--- Gegeven tekst ---
Sinds een hele poos weer eens een boek gelezen. Dat moest wel vanwege de leesclub, waar ik sinds enige maanden weer aan deelneem. Dit keer stond o.a. “De heilige Rita” van Tommy Wieringa op de rol.
Deze roman speelt zich af in de streek tussen Almelo en de Duitse grens. Tommy Wieringa, van geboorte een Tukker, heeeft hier een hele tijd gewoond. Het is een streek met leeglopende dorpjes en buurtschappen, te midden van een prachtige natuur.
De hoofdpersoon is Paul Krüzen, een man van middelbare leeftijd, nooit getrouwd en samenwonend met zijn vader op een beetje verwaarloosde boerderij. Paul is handelaar in militaria. Daarvoor stroopt hij stad en land af op zoek naar handelswaar. Zijn vader is Aloïs, die door Paul verzorgd wordt. Hij heeft een soort gangreen aan zijn been.
Vriend van Paul is Hedwiges Geerdink, eigenaar van een verlopen kruidenierswinkel. Hij leeft helemaal afgezonderd van iedereen, gaat samen met Paul naar het dorpscafé en naar Club Pacha, een bordeel net over de grens. Ze kennen elkaar van kinds af aan. Samen gingen ze ook op vakantie, naar Thailand of de Filipijnen.
Het boek begint in de jaren zestig, als Aloïs trouwt met Alice Klein. Hun huwelijksreis voert o.a. naar Amsterdam, de grote stad waar Alice wel blijkt te kunnen gedijen en waar Aloïs zo snel mogelijk weer naar huis wil. De eerste kiemen van een tot mislukken gedoemd huwelijk zijn gezaaid. Niet lang daarna wordt Paul geboren.
--- Ruwe gegevens ---
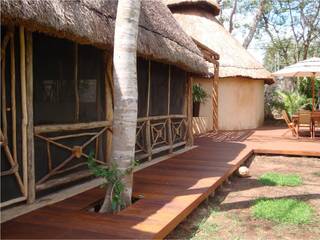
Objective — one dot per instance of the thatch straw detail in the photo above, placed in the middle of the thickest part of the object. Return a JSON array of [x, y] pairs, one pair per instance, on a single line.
[[208, 5], [92, 22], [234, 60]]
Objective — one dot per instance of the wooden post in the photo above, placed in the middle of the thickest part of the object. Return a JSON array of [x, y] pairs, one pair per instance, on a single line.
[[215, 96], [108, 103], [13, 95], [76, 82], [30, 135], [169, 118], [148, 125], [190, 134], [24, 108], [3, 90], [313, 94]]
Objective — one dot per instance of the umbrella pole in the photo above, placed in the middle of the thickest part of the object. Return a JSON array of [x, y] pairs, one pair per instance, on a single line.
[[313, 97]]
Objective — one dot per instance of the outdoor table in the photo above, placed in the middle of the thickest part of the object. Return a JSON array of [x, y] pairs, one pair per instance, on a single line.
[[315, 117]]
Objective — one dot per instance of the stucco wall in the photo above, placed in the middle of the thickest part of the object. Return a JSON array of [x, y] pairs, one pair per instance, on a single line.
[[241, 103], [204, 122]]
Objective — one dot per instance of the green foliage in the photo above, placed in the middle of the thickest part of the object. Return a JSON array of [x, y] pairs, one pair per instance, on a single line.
[[317, 174], [198, 93], [292, 102], [113, 175], [285, 211], [304, 87], [276, 179]]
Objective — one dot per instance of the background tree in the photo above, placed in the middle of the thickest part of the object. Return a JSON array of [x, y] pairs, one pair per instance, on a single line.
[[293, 27]]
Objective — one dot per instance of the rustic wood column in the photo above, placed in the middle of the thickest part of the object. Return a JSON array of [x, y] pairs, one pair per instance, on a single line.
[[189, 113], [215, 96], [30, 135], [24, 108], [148, 124], [169, 118], [76, 83], [108, 103]]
---
#### Opdrachten:
a - Zet de alinea die begint met "De hoofdpersoon is Paul Krüzen" uit de tekst om in een korte lijst, met alle belangrijke feiten erin.
b - Vat de tekst samen in twee zinnen.
c - Bewerk de tekst: schrijf het stuk van "Sinds een hele" tot en met "een prachtige natuur." opnieuw op, met "boekenclub" in plaats van "leesclub".
De gegevens heb je voor deze opdrachten niet nodig.

#### Antwoorden:
a -
- Paul Krüzen is de hoofdpersoon: een man van middelbare leeftijd, nooit getrouwd.
- Hij woont met zijn vader Aloïs op een wat verwaarloosde boerderij.
- Hij handelt in militaria en zoekt overal naar handelswaar.
- Hij verzorgt zijn vader, die een soort gangreen aan zijn been heeft.

b - Voor de leesclub werd "De heilige Rita" van Tommy Wieringa gelezen, een roman die zich afspeelt in de streek tussen Almelo en de Duitse grens. Hoofdpersoon Paul Krüzen, handelaar in militaria, woont met zijn vader Aloïs op een boerderij en gaat veel om met zijn jeugdvriend Hedwiges Geerdink.

c -
Sinds een hele poos weer eens een boek gelezen. Dat moest wel vanwege de boekenclub, waar ik sinds enige maanden weer aan deelneem. Dit keer stond o.a. “De heilige Rita” van Tommy Wieringa op de rol.
Deze roman speelt zich af in de streek tussen Almelo en de Duitse grens. Tommy Wieringa, van geboorte een Tukker, heeeft hier een hele tijd gewoond. Het is een streek met leeglopende dorpjes en buurtschappen, te midden van een prachtige natuur.